INSTRUCTIONS TO FOLLOW
Duplicate the portion of the actor profile from "Lee Chae-min (born" to "to May 2024.", character for character.

PROVIDED TEXT
^^^^

South Korean actor (born 2000)

Lee Chae-min (born September 15, 2000) is a South Korean actor. He appeared in the television series High Class (2021), Love All Play (2022), Crash Course in Romance (2023), and Bon Appétit, Your Majesty (2025). He hosted the KBS music program Music Bank from September 2022 to May 2024.

== Personal life ==
In March 2024, it was revealed that Lee is in a relationship with actress Ryu Da-in. The two met on the set of Crash Course in Romance (2023).

^^^^

STORED DATA
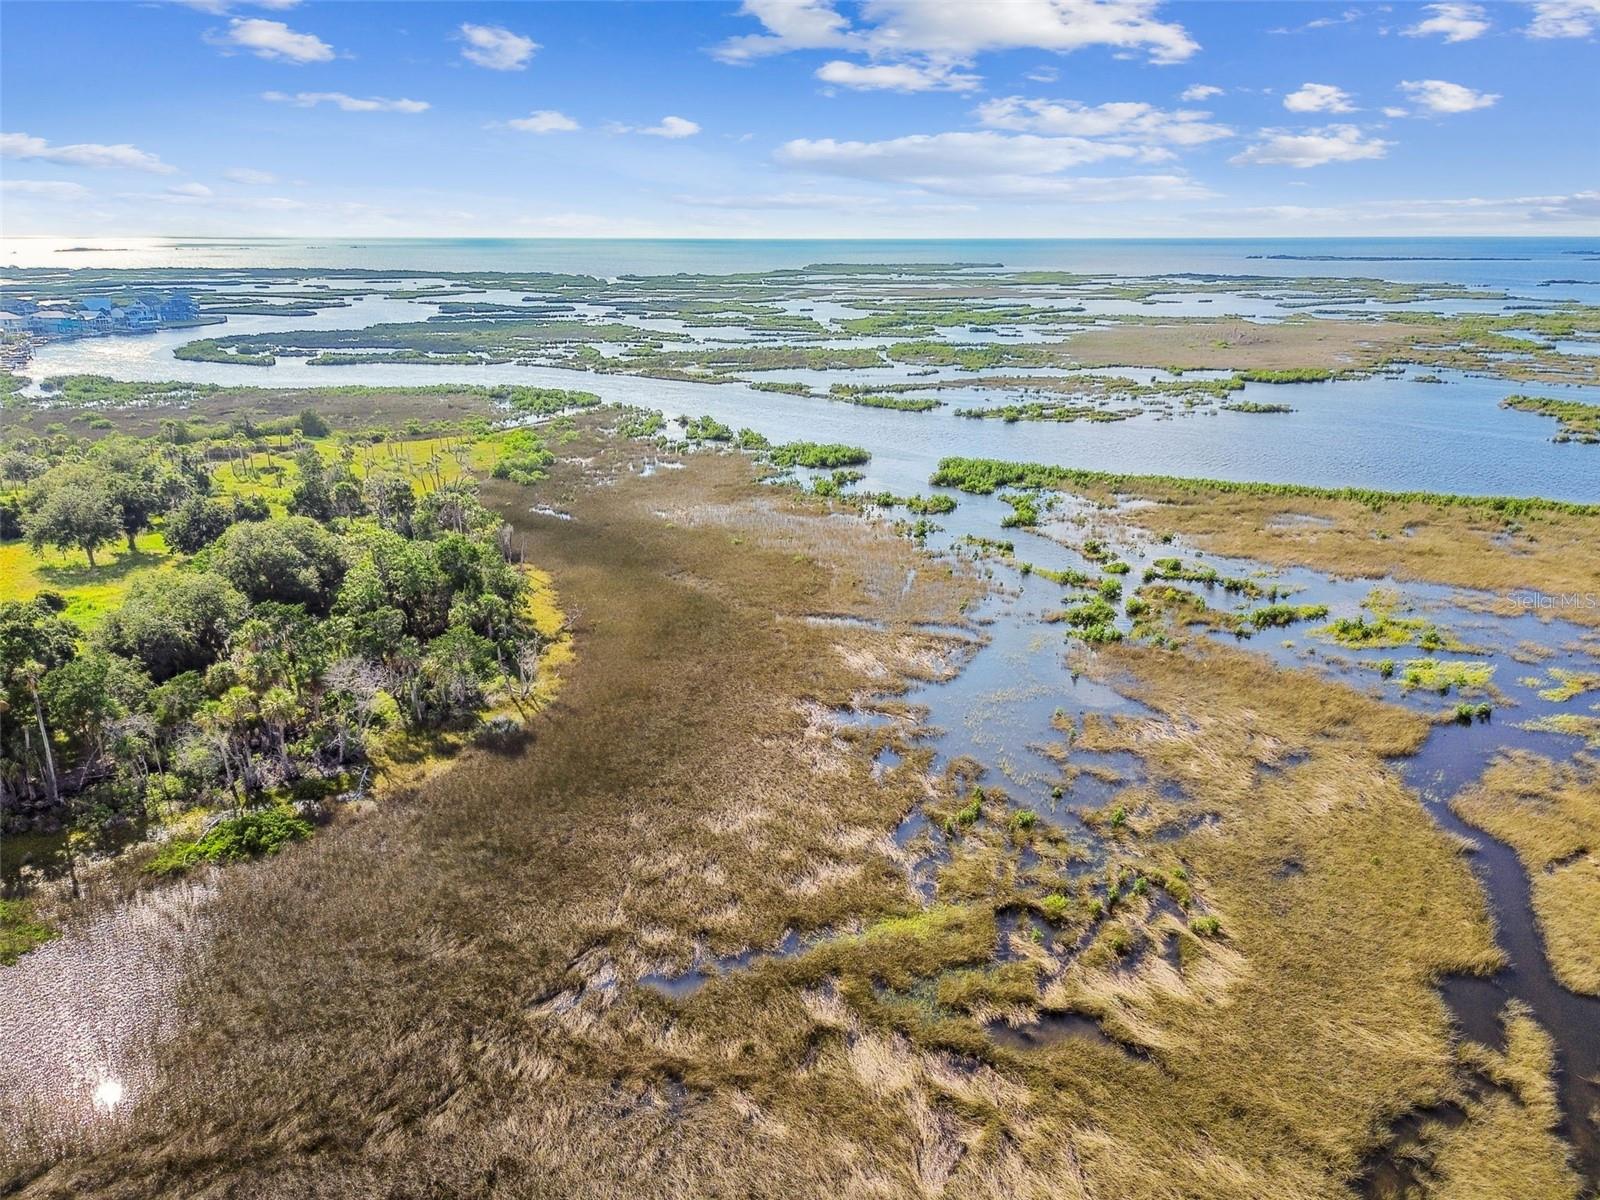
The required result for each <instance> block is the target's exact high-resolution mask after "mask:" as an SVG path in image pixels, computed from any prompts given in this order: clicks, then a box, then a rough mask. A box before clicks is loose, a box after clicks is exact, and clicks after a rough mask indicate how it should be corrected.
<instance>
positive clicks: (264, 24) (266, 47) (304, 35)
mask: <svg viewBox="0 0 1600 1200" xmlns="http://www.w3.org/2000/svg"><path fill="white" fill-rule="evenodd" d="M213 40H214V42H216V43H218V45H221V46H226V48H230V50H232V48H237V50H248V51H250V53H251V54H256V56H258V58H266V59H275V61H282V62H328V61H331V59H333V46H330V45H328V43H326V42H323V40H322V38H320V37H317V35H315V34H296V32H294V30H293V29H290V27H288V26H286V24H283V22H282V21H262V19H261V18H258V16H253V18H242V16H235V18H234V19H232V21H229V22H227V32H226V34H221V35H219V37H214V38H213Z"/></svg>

^^^^

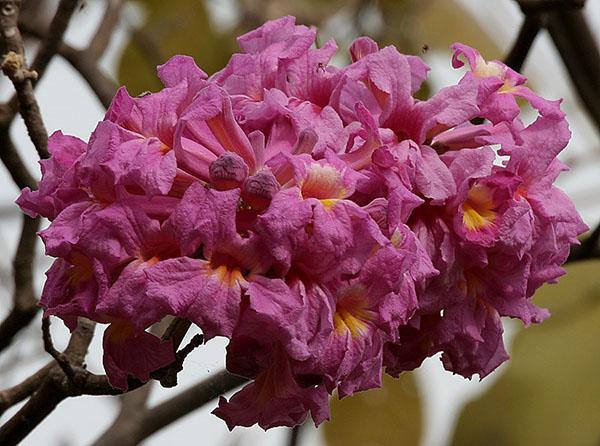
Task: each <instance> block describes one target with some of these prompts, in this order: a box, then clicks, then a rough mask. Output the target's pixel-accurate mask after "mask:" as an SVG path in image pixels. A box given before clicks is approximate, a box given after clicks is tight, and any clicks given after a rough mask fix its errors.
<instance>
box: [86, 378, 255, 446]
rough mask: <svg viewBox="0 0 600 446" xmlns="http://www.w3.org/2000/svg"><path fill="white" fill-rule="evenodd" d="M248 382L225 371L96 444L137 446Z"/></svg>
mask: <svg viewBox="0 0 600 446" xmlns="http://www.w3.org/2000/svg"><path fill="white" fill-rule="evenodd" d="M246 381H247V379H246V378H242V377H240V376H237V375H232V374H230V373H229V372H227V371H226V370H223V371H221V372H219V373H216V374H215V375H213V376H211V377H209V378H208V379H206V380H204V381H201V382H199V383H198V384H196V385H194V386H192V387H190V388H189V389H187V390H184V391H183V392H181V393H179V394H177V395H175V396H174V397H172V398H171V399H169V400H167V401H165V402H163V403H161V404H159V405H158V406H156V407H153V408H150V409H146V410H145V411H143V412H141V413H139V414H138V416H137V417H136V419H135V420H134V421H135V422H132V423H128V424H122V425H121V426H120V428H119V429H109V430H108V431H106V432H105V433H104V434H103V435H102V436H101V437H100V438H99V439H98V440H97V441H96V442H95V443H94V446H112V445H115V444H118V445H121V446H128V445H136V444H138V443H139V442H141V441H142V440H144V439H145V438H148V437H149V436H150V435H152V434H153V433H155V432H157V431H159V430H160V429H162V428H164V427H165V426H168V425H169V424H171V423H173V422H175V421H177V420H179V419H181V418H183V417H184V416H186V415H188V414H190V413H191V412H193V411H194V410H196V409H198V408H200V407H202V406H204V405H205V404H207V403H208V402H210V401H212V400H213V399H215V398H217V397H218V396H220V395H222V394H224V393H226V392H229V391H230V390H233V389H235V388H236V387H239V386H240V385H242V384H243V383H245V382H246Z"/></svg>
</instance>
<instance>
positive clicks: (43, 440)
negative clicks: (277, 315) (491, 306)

^^^^

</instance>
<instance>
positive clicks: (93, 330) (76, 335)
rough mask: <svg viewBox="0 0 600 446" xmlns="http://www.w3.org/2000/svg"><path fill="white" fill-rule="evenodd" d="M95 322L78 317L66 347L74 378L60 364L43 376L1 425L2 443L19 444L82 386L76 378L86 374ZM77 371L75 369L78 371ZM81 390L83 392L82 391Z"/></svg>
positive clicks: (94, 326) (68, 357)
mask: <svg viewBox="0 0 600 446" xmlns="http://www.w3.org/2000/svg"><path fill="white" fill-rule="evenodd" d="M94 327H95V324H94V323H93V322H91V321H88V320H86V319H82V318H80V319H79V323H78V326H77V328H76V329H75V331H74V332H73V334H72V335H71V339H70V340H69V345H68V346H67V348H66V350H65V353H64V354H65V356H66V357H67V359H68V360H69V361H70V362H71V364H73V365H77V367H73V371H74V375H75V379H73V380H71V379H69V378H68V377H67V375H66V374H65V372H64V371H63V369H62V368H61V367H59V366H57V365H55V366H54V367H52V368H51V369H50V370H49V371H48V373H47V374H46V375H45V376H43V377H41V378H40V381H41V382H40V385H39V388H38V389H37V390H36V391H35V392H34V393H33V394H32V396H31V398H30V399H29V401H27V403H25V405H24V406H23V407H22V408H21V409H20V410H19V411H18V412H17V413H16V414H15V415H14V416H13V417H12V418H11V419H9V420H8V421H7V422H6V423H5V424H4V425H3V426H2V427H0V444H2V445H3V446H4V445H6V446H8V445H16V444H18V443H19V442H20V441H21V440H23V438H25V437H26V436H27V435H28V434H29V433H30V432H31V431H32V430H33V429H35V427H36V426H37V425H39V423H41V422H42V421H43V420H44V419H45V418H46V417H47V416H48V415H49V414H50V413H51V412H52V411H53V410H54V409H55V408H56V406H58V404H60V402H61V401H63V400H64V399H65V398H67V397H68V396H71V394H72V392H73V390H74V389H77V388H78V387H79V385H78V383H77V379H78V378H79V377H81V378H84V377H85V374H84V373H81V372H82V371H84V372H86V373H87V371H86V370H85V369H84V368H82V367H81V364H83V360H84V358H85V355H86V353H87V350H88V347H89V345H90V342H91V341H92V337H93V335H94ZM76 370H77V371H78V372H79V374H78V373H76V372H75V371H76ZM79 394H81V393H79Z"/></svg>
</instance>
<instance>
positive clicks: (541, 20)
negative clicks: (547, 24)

^^^^

TASK RESPONSE
Lee Chae-min (born September 15, 2000) is a South Korean actor. He appeared in the television series High Class (2021), Love All Play (2022), Crash Course in Romance (2023), and Bon Appétit, Your Majesty (2025). He hosted the KBS music program Music Bank from September 2022 to May 2024.